*Records from a pointing dataset*:
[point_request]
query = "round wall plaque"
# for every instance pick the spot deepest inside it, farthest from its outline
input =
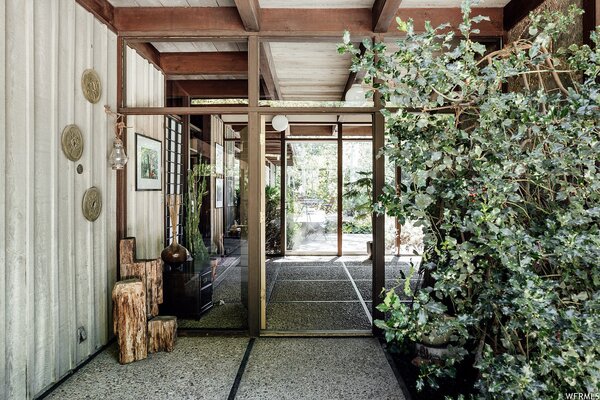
(92, 204)
(72, 142)
(91, 86)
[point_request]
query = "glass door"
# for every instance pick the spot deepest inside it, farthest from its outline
(311, 197)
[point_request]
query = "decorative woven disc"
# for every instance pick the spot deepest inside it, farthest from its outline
(91, 86)
(72, 142)
(92, 204)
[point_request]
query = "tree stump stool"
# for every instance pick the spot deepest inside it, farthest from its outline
(129, 314)
(162, 332)
(148, 271)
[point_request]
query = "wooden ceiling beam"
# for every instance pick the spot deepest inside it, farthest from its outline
(148, 51)
(102, 10)
(268, 72)
(516, 10)
(213, 63)
(249, 11)
(354, 76)
(225, 22)
(209, 89)
(384, 12)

*Set task*: Return all of the records above line for line, without the picture.

*Result*:
[point_request]
query = "round wall plaque"
# for every instance pick the spot deepest inside it, farthest from its outline
input =
(92, 204)
(72, 142)
(91, 86)
[point_request]
query = "glass door"
# for every instance pick the spot deepest inside it, farthest from its outline
(311, 197)
[point_request]
query = "decorative woven disc"
# for every instance pick the spot deepest inside it, farthest from its outline
(91, 86)
(72, 142)
(92, 204)
[point_request]
query = "tree stump stool"
# for every instance pick the spot deepest inside it, farthest from its outline
(129, 314)
(162, 332)
(148, 271)
[point_request]
query = "wooden ceiling beam"
# for every instance pick the spot deepest inside it, farthest from its outline
(148, 51)
(102, 10)
(268, 72)
(516, 10)
(213, 63)
(249, 11)
(354, 76)
(225, 22)
(209, 89)
(384, 12)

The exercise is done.